Extracted text =
——
Preferred stock features influence their value in the market. If the feature is beneficial to stockholders, it makes the preferred stock more valuable. More valuable securities are in higher demand, which results in higher market prices and lower yields.

If the feature is beneficial to the issuer, the feature is a risk to investors. Riskier securities receive less demand, which results in lower market prices and higher yields. Keep this in mind as we discuss the various features in this section.

Cumulative vs. straight

As we discussed above, the BOD must approve any dividend payments made to preferred stockholders. Normally, every dividend payment is made without question or issue. However, if a company is facing financial problems, the BOD could vote to skip or suspend dividend payments. Ultimately, dividends are not a legal obligation and are not required to be paid. Although it would look bad on the issuer and may have a long-term negative effect on their ability to sell other securities in the future, a company can’t share profits if they don’t have any.

Whether preferred stock is cumulative or straight (non-cumulative) will determine if the company must make up potentially skipped payments. If it’s cumulative, the issuer is required to pay any skipped dividends to preferred stockholders at some point in the future. If it’s straight, the issuer will not make up any skipped dividends, ever.
——
Problems to work on =
1. Copy out the raw entries below line for line, leaving out the pictures.
2. Continue the passage on preferred stock features from its final sentence.

Raw entries
——
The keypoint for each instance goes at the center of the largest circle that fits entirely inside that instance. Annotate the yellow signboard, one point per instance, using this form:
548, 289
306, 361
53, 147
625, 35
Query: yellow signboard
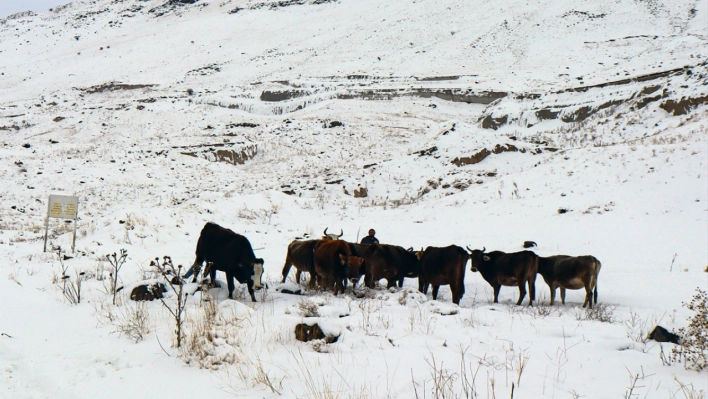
——
Written answers =
1.
The keypoint for each instance goes at the center of the largest circle that fits entirely inside that instance. Annotate the yellow signboard, one point per instance, using this form:
548, 289
306, 361
53, 147
625, 35
Query: yellow signboard

2.
Preferred stock is “preferred,” meaning that it has preference over common stock when it comes to dividends. In order for an issuer to make a dividend payment to common stockholders, it must make all required payments to preferred stockholders first. Assume this example:

ABC Company $100 par, 5% preferred stock

  • 2019 - ABC Co. skips their dividend completely
  • 2020 - ABC Co. skips their dividend completely
  • 2021 - ABC Co. pays 3% of their 5% dividend

If ABC Co. wanted to make a payment to common stockholders in 2022, here’s how it would look for both cumulative and straight:

Cumulative

The company must make up past skipped dividends, plus pay 2022’s dividend to preferred stockholders before dividend payments to common stockholders

  • Required dividend payments

    • 2019: must make up the 5% missed

    • 2020: must make up the 5% missed

    • 2021: must make up the 2% missed

    • 2022: must pay 5% before the common stock dividend

  • The company must make a payout total of 17% ($17) to preferred stockholders

Straight (non-cumulative)

The company is not required to make up past skipped dividends; only 2022’s dividend to preferred stockholders must be made before dividend payments to common stockholders

  • Required dividend payments:

    • 2019: will not make up the 5% missed

    • 2020: will not make up the 5% missed

    • 2021: will not make up the 2% missed

    • 2022: must pay 5% before the common stock dividend

  • The company must make a payout total of 5% ($5) to preferred stockholders

As you can see, cumulative preferred stock is much more beneficial to investors if the issuer skips dividend payments. In our example, it’s the difference between a $17 per share payout and a $5 per share payout. This is only with one share; if you had 100 shares, it would be a difference of $1,200 between the two types ($1,700 vs. $500).

Cumulative preferred stock is more desirable to investors, therefore this type of preferred stock can be sold with lower dividend rates than straight preferred stock. The underlying concept is a generality throughout all of finance: when a security is issued with an added benefit to the investor, the investment can be expected to have a lower rate of return (vs. a similar security without the added benefit), and vice versa. When a security is issued with an added risk, the investment can be expected to have a higher rate of return (vs. a similar security without the added risk).

Participating

If preferred stock is participating, it is eligible for more dividends than the stated dividend rate. If you owned a $100 par, 5% preferred stock, you would presumably earn $5 per year, per share (assuming the BOD elected to pay the dividend).

If the preferred stock was participating, you could expect to be paid more than $5 per year if the company had a prosperous year. When the issuer’s business is successful, they will pay a larger dividend to their participating preferred stockholders.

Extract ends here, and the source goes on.